RECORD EXCERPTS

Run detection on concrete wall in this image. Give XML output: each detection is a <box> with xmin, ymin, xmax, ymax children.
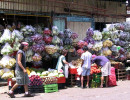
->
<box><xmin>0</xmin><ymin>0</ymin><xmax>126</xmax><ymax>22</ymax></box>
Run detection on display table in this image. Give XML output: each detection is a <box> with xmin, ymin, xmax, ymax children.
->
<box><xmin>57</xmin><ymin>77</ymin><xmax>66</xmax><ymax>83</ymax></box>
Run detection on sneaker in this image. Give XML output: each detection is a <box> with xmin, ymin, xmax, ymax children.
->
<box><xmin>81</xmin><ymin>86</ymin><xmax>84</xmax><ymax>89</ymax></box>
<box><xmin>24</xmin><ymin>93</ymin><xmax>34</xmax><ymax>97</ymax></box>
<box><xmin>7</xmin><ymin>93</ymin><xmax>15</xmax><ymax>98</ymax></box>
<box><xmin>85</xmin><ymin>86</ymin><xmax>89</xmax><ymax>88</ymax></box>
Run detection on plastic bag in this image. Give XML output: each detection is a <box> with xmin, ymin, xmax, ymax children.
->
<box><xmin>71</xmin><ymin>32</ymin><xmax>78</xmax><ymax>40</ymax></box>
<box><xmin>102</xmin><ymin>28</ymin><xmax>111</xmax><ymax>39</ymax></box>
<box><xmin>84</xmin><ymin>37</ymin><xmax>95</xmax><ymax>44</ymax></box>
<box><xmin>12</xmin><ymin>29</ymin><xmax>23</xmax><ymax>41</ymax></box>
<box><xmin>86</xmin><ymin>28</ymin><xmax>94</xmax><ymax>37</ymax></box>
<box><xmin>108</xmin><ymin>24</ymin><xmax>116</xmax><ymax>31</ymax></box>
<box><xmin>32</xmin><ymin>43</ymin><xmax>45</xmax><ymax>53</ymax></box>
<box><xmin>1</xmin><ymin>70</ymin><xmax>14</xmax><ymax>79</ymax></box>
<box><xmin>43</xmin><ymin>35</ymin><xmax>52</xmax><ymax>44</ymax></box>
<box><xmin>63</xmin><ymin>38</ymin><xmax>72</xmax><ymax>45</ymax></box>
<box><xmin>51</xmin><ymin>52</ymin><xmax>60</xmax><ymax>58</ymax></box>
<box><xmin>32</xmin><ymin>53</ymin><xmax>42</xmax><ymax>62</ymax></box>
<box><xmin>1</xmin><ymin>43</ymin><xmax>13</xmax><ymax>55</ymax></box>
<box><xmin>31</xmin><ymin>34</ymin><xmax>43</xmax><ymax>43</ymax></box>
<box><xmin>102</xmin><ymin>47</ymin><xmax>112</xmax><ymax>56</ymax></box>
<box><xmin>0</xmin><ymin>55</ymin><xmax>16</xmax><ymax>68</ymax></box>
<box><xmin>52</xmin><ymin>36</ymin><xmax>60</xmax><ymax>45</ymax></box>
<box><xmin>110</xmin><ymin>30</ymin><xmax>119</xmax><ymax>41</ymax></box>
<box><xmin>92</xmin><ymin>41</ymin><xmax>103</xmax><ymax>51</ymax></box>
<box><xmin>108</xmin><ymin>67</ymin><xmax>117</xmax><ymax>87</ymax></box>
<box><xmin>43</xmin><ymin>28</ymin><xmax>51</xmax><ymax>35</ymax></box>
<box><xmin>120</xmin><ymin>31</ymin><xmax>127</xmax><ymax>40</ymax></box>
<box><xmin>52</xmin><ymin>26</ymin><xmax>59</xmax><ymax>35</ymax></box>
<box><xmin>77</xmin><ymin>40</ymin><xmax>88</xmax><ymax>48</ymax></box>
<box><xmin>115</xmin><ymin>23</ymin><xmax>124</xmax><ymax>30</ymax></box>
<box><xmin>93</xmin><ymin>30</ymin><xmax>102</xmax><ymax>40</ymax></box>
<box><xmin>77</xmin><ymin>67</ymin><xmax>83</xmax><ymax>75</ymax></box>
<box><xmin>64</xmin><ymin>29</ymin><xmax>72</xmax><ymax>38</ymax></box>
<box><xmin>58</xmin><ymin>31</ymin><xmax>64</xmax><ymax>39</ymax></box>
<box><xmin>103</xmin><ymin>39</ymin><xmax>113</xmax><ymax>47</ymax></box>
<box><xmin>0</xmin><ymin>29</ymin><xmax>13</xmax><ymax>43</ymax></box>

YOUR ASSIGNMENT
In the entries above, find the line holding "Run detection on display" and the line holding "Run detection on sneaker"; print both of them and every line between, exactly, and nothing else.

TASK RESULT
Run detection on display table in this image. Give XML output: each detection is a <box> with xmin, ymin, xmax, ymax children.
->
<box><xmin>57</xmin><ymin>77</ymin><xmax>66</xmax><ymax>83</ymax></box>
Run detection on sneaker in this image. Give XML output: each detection is a <box> with xmin, ymin, xmax, ymax children.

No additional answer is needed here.